==== Excerpt provided ====

Heard Here


Give Low 30 seconds and they’ll put you to sleep, but give them 3 minutes and they’ll blow your mind. Like a summer afternoon thunderstorm, Low’s songs build fearfully slowly, collecting energy, before they either peter out without a drop or explode into a drenching cascade. The trio, comprised of the husband and wife team of vocalist/guitarist Alan Sparhawk and vocalist/drummer Mimi Parker, along with bassist Zak Sally, have made a career out of not playing their instruments. Most, and often the best, Low songs are studies in minimalism — the vacancies left between a strummed guitar chord and a haunting vibrato.
But thankfully, Low always rewards your patience, and Trust, their sixth LP, is no exception. Steve Albini’s strictly no-frills production on 2001’s brilliant Things We Lost in the Fire has been traded in favor of a fuller, more atmospheric sound. Mixed by Tchad Blake (Pearl Jam, Latin Playboys), Trust bristles with twinkling piano, multi-tracked harmonies, backwards guitar, banjos, found noises and the near constant hum of reverb. Sparhawk’s guitar is as rich as ever, and Parker’s hypnotically ominous percussion sounds like the coming of the apocalypse. Whereas most of last year’s album felt like it was recorded in a bedroom, Trust could have been made in a cathedral with the amps booming from the alter and the mics hanging from the rafters.
Not surprisingly, then, Low’s new album is full of religious imagery. While the last album dealt with the minutia of human relationships, tracks like the opener “(That’s How You Sing) Amazing Grace” asks “Oh, can you hear that sweet, sweet sound?/ Yeah, I was lost, but now am found/ Sometimes there’s nothing left to say/ That’s how you sing Amazing Grace.” Not since 1999’s Christmas album, has Low been that explicit about their Mormon heritage.

====

§ **Tasks for this exercise**:
A. Who mixed Trust, according to the review of Low's album?
B. From the review of Low's album Trust, reproduce the passage starting with "Give Low 30" and going on through "a haunting vibrato.", replacing "thunderstorm" with "rainstorm".

==== Material provided ====

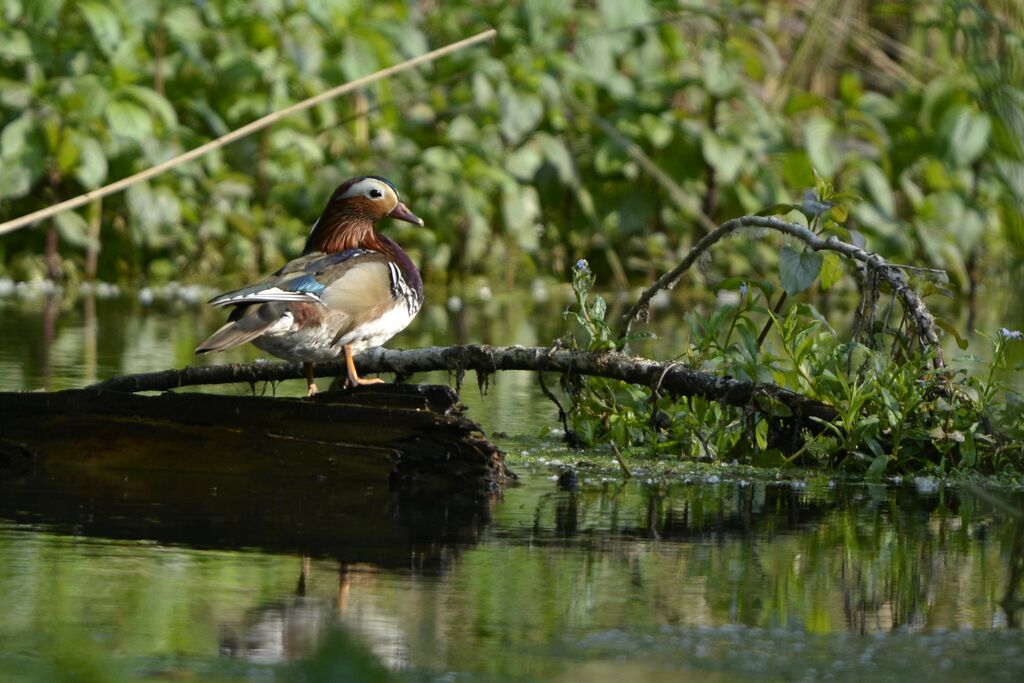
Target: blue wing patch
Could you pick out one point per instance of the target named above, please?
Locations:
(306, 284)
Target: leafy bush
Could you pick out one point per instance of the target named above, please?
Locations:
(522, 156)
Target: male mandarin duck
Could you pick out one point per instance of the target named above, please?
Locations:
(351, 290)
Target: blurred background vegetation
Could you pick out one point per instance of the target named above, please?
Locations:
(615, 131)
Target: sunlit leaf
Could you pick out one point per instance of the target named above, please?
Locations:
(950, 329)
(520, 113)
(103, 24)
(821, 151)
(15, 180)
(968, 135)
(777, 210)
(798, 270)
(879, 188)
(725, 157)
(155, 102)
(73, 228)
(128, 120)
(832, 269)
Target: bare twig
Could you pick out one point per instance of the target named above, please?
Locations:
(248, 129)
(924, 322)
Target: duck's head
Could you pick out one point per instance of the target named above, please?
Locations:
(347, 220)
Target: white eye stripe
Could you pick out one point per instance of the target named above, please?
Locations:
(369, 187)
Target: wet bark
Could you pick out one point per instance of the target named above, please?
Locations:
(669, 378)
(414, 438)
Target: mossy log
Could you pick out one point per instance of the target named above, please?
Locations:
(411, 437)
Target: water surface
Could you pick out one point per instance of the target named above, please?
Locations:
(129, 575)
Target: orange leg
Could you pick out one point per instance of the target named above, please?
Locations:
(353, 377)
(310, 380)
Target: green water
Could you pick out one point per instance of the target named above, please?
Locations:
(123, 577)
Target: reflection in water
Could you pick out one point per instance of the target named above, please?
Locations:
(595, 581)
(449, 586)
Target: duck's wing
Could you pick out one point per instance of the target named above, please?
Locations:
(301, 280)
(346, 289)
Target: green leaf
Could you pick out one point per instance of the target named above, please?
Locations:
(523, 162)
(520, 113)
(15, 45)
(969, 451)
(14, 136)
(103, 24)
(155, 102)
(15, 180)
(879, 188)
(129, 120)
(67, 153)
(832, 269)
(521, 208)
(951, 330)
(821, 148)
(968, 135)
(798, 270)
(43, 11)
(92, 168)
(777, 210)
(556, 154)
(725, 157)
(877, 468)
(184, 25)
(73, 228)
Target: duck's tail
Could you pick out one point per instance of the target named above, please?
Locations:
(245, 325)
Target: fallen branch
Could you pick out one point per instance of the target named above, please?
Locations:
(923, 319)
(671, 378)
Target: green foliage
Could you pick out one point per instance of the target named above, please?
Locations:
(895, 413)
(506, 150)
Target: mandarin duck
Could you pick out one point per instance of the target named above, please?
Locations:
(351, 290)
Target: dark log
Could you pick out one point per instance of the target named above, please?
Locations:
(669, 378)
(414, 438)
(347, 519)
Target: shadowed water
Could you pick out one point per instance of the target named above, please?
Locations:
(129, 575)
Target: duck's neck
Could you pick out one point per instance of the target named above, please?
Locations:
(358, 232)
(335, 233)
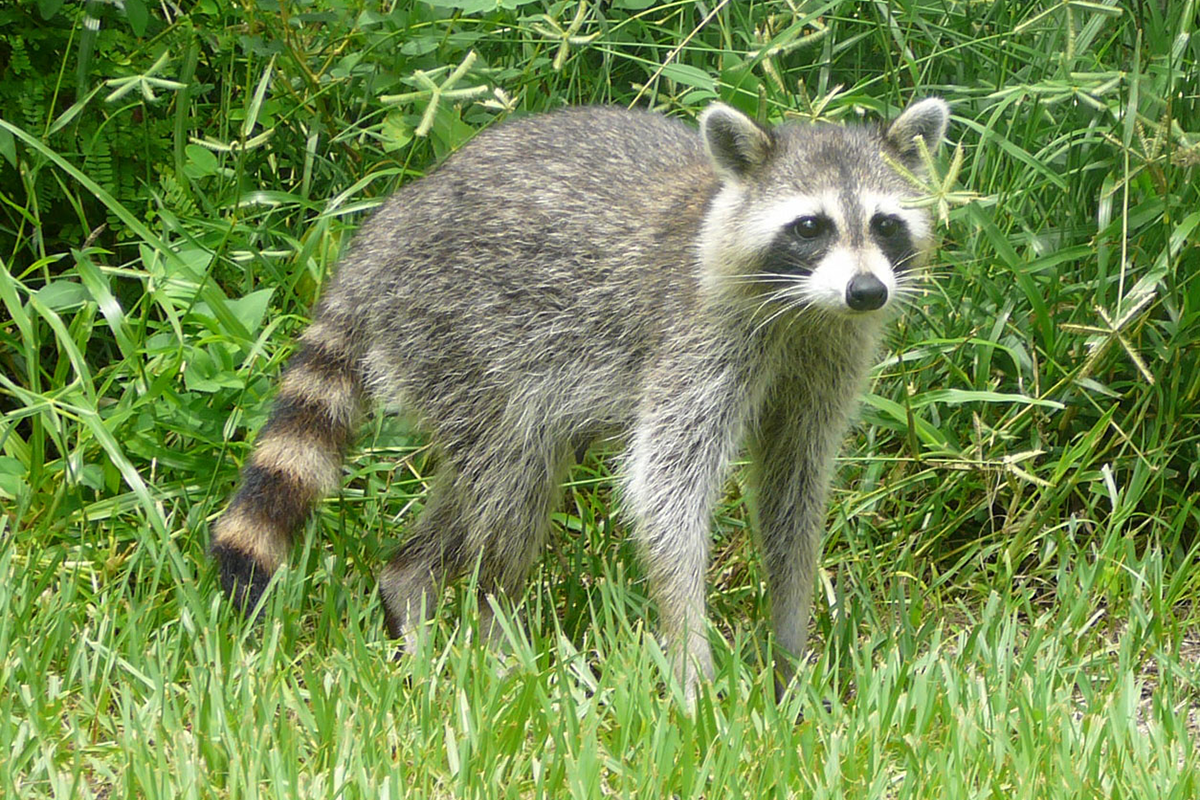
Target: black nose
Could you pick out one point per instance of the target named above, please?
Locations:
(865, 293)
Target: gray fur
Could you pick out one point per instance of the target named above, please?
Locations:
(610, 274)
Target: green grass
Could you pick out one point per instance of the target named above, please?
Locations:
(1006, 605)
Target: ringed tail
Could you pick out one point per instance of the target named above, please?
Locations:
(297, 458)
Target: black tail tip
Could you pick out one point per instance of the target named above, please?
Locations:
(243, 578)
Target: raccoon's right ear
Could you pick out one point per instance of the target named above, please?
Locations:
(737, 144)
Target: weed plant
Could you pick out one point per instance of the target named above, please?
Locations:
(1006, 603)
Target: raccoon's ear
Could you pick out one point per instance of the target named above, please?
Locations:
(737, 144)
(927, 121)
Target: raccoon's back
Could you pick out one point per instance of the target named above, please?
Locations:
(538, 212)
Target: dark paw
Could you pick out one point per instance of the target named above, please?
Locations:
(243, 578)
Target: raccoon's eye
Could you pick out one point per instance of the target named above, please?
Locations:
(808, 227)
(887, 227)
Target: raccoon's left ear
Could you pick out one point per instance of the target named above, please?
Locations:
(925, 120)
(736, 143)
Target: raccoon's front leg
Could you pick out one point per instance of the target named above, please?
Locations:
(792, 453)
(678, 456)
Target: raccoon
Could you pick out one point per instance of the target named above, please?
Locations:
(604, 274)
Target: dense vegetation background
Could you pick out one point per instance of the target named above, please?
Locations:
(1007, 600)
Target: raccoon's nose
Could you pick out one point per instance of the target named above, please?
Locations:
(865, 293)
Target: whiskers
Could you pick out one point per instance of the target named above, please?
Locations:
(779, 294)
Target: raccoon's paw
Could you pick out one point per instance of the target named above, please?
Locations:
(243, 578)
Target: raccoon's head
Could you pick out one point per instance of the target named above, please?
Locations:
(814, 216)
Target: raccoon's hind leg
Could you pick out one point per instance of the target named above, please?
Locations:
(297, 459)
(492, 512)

====

§ **Outputs in order**:
A. Tchad Blake mixed it.

B.
Give Low 30 seconds and they’ll put you to sleep, but give them 3 minutes and they’ll blow your mind. Like a summer afternoon rainstorm, Low’s songs build fearfully slowly, collecting energy, before they either peter out without a drop or explode into a drenching cascade. The trio, comprised of the husband and wife team of vocalist/guitarist Alan Sparhawk and vocalist/drummer Mimi Parker, along with bassist Zak Sally, have made a career out of not playing their instruments. Most, and often the best, Low songs are studies in minimalism — the vacancies left between a strummed guitar chord and a haunting vibrato.